**DOCUMENT PASSAGE:**
----

Forkbeard helps physical retailers to better understand their customers’ preferences and subsequently optimize stores through granular insights, levelling the playing field between physical and online retailers.
Physical retail, from Goliath to David
Over the past two decades we have seen physical retail change from Goliath to David. Pre-pandemic grocery stores were the last major category in which physical retailers were able to keep a stronghold. However, post-pandemic this stronghold seems to be crumbling judging by growth rates of online and instant grocery delivery startups.
Data, the ultimate advantage
There are many answers to the competitive advantage of online retailers. Lower operational footprint, bigger product choice and no closing times, to name a few. However, one can argue that the ultimate advantage lies in the data online retailers collect. At the core of the ecommerce’s data advantage lies the ability to see and measure the entire customer purchase path with surgical precision: (1) who visited the site; (2) which category pages were viewed; (3) which products were considered; (4) which products were bought. However, in addition online retailers see who did not view and purchased a certain category and product. This provides them with an accurate understanding of customer preferences and gaps in store performance, allowing for fast and data-driven optimization of their store setup. In contrast, physical retailers see only (1) and (4), at best. They see how many customers entered the store, who they are and what they have purchased (e.g., with the help of loyalty programmes). However, they are unable to understand which aisles, categories and products the customers were exposed, and more importantly, not exposed to. This leaves physical retailers with an incomplete picture of their customer’s purchase path and hence, underoptimized stores. While physical retailers have sporadic optimization, the online retailers improvements consistently compound overtime and lead to a strong competitive advantage. Below a simplified visual that drives this point home.
Levelling the playing field, closing the data gap
To compete, in-store managers need the same data and tools to rapidly test and optimize all aspects of their store. More specifically, they need to understand the entire customer purchase path: (1) how many people came into the store; (2) how many people walked into an aisle; (3) how many people passed a category; (4) how many people engaged with a category; (5) how many people bought a product from the category. Once this data is available, store managers can experiment with the store setup, measure accurately the impact on exposure, engagement and closure rates, as well as optimize their store just like ecommerce does.
While online shops rely on cookies, Google Analytics and Search Console for their purchase path data, to name a few, physical retailers can use Indoor Positioning Systems (IPS). With GPS neither functioning nor accurate enough in indoor settings, IPS technologies track the movement of smart devices and their carriers indoors. For example, Forkbeard’s technology allows physical retailers to record customers’ purchase paths through a GDPR-compliant app on the customers’ smartphone which is often integrated into the loyalty app of the store. Alternatively, for slightly less accurate results but faster deployment, the store owners can use Forkbeard’s tags attached to shopping carts. As customers travel through the store, Forkbeard’s technology records the purchase paths via phones or tags and makes it available to the store managers in real-time.

----

**Image-grounded pointing data:**
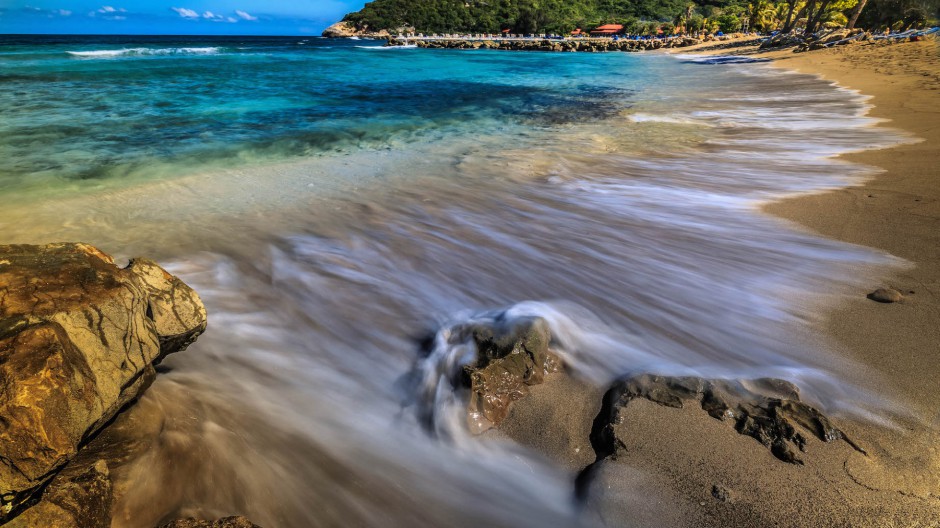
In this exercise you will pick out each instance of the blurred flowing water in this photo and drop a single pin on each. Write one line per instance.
(335, 202)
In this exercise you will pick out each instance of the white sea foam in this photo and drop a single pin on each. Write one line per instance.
(144, 51)
(671, 118)
(383, 48)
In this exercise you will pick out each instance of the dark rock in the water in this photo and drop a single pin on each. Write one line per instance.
(886, 295)
(80, 498)
(768, 410)
(78, 340)
(510, 356)
(226, 522)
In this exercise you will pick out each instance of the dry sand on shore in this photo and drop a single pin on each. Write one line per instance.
(680, 467)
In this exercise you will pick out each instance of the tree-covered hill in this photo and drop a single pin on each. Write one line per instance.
(639, 16)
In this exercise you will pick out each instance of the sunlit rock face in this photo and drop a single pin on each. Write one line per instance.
(79, 338)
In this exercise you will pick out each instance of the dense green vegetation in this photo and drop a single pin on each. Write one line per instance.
(640, 16)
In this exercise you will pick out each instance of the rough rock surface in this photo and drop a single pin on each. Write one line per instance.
(79, 338)
(886, 295)
(226, 522)
(80, 497)
(510, 355)
(768, 410)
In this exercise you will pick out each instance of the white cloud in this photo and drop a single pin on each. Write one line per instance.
(185, 13)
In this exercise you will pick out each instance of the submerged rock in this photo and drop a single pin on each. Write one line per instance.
(768, 410)
(79, 338)
(509, 358)
(496, 357)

----

**WORK TASK 1:**
Answer these questions about the Forkbeard passage.
(a) Before the pandemic, which category was the last major one in which physical retailers kept a stronghold?
(b) Which numbered steps of the customer purchase path do physical retailers see, at best?
(c) What can store owners attach to shopping carts for faster deployment?
**WORK TASK 2:** Copy the Forkbeard passage starting with "While online shops" and going on through "managers in real-time.", swapping "shopping carts" for "shopping baskets".

**YOUR SOLUTION 1:**
(a) Grocery stores.
(b) Steps (1) and (4).
(c) Forkbeard's tags.

**YOUR SOLUTION 2:**
While online shops rely on cookies, Google Analytics and Search Console for their purchase path data, to name a few, physical retailers can use Indoor Positioning Systems (IPS). With GPS neither functioning nor accurate enough in indoor settings, IPS technologies track the movement of smart devices and their carriers indoors. For example, Forkbeard’s technology allows physical retailers to record customers’ purchase paths through a GDPR-compliant app on the customers’ smartphone which is often integrated into the loyalty app of the store. Alternatively, for slightly less accurate results but faster deployment, the store owners can use Forkbeard’s tags attached to shopping baskets. As customers travel through the store, Forkbeard’s technology records the purchase paths via phones or tags and makes it available to the store managers in real-time.